*Required tasks*.
• a. In the CSV regex write-up, why does the overflow branch of the pattern match 3995 characters rather than 4000? Explain in one to three sentences.
• b. Pick up the CSV regex write-up after its last line and keep writing.

*Document segment*.
______________________________
Regex fun with CSV
I recently needed to do some escaping of a semicolon separated file. This was because a lot of the fields contained data that contained semicolons, and they had forgot to escape those fields within quotes.
I was lucky that the bad behaving fields contained structured data, SOAP requests in this case. So I came up with an expression to match the this. Because multiple SOAP datafields existed, I needed to do a non-greedy match to find the first occurence of the closing tag.
I also needed to do something with different parts of the match, so I created some namend groups for that
This resulted in the expression below:
(?<START><?xml)(?<DATA>.*?)(?<END></soap:Envelope>;)
Then I noticed some of the fields were incorreclty matched. The reason was that in the file, a field had a maximum size of 4000 characters. So in that case I was’nt guaranteed to find a match on the end tag when a field was overflowed.
I needed an expression to match either on the semicolon after 4000 characters after start or on the end tag in case the match was less than 400 characters.
I came up with the following solution:
(?<START><?xml)
(?:
(?<DATA>.{3995})(?<END>;)
|
(?<DATA>.{0,3994}?)(?<END></soap:Envelope>;)
)
The 3995 is of course 5 less than 4000, because 5 characters have already been matched for the start part.
The next trick was to find an expression that I could use to find out if my row was properly escaped, i.e. contained the correct number of columns. Luckily, I found this expression on the Internet, as it is not so simple to also deal with fields escaped by quotes that also contain quotes and semicolons. For example the following string:
1 ; “2;3” ; “4;””;““5”
______________________________
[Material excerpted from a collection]
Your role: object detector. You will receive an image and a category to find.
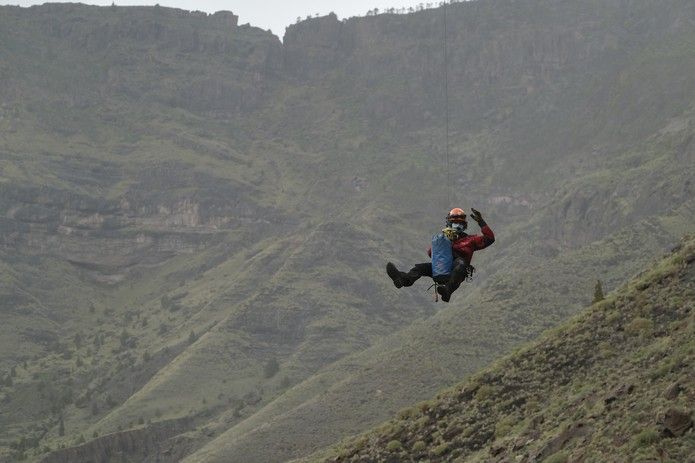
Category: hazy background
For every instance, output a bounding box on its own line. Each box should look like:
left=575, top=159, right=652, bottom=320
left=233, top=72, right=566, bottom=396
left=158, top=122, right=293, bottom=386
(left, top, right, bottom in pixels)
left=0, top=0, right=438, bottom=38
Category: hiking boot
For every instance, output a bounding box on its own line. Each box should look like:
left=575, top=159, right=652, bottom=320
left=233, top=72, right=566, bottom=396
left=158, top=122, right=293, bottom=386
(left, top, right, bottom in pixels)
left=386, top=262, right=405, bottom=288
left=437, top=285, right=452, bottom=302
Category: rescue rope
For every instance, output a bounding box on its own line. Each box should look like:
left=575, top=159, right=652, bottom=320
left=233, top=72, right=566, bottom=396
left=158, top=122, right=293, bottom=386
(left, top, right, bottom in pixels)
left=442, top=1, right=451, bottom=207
______________________________
*Results in order*.
• a. A field in the file could hold at most 4000 characters. The start part of the expression has already matched 5 characters, so the data part takes 3995, which is 5 less than 4000.

• b.
Here only the semicolons in red should be treated as column separators. This proved to be a difficult task for most expressions I found. However, I did find a working one (after a tiny tweak, the blue part was’nt there) that I’d like to share with you:
;(?=(?:[^”]*”[^”]*”)*(?![^”]*”))
This expression matches all field separators, so simply perform a split using the regex and you end up with an array of all fields in your row. Checking the number of columns is a piece of cake then :-).
So why was the blue part needed? It turns out that performing a Regex.Split in .NET wil also return captured groups, als well as the splitted parts of the strings. So making the group non-capturing solved the problem.
To conclude, I think regex is fun, but sometimes the drawback is that you need a lot of comment lines to explain what that regex actually does…:-)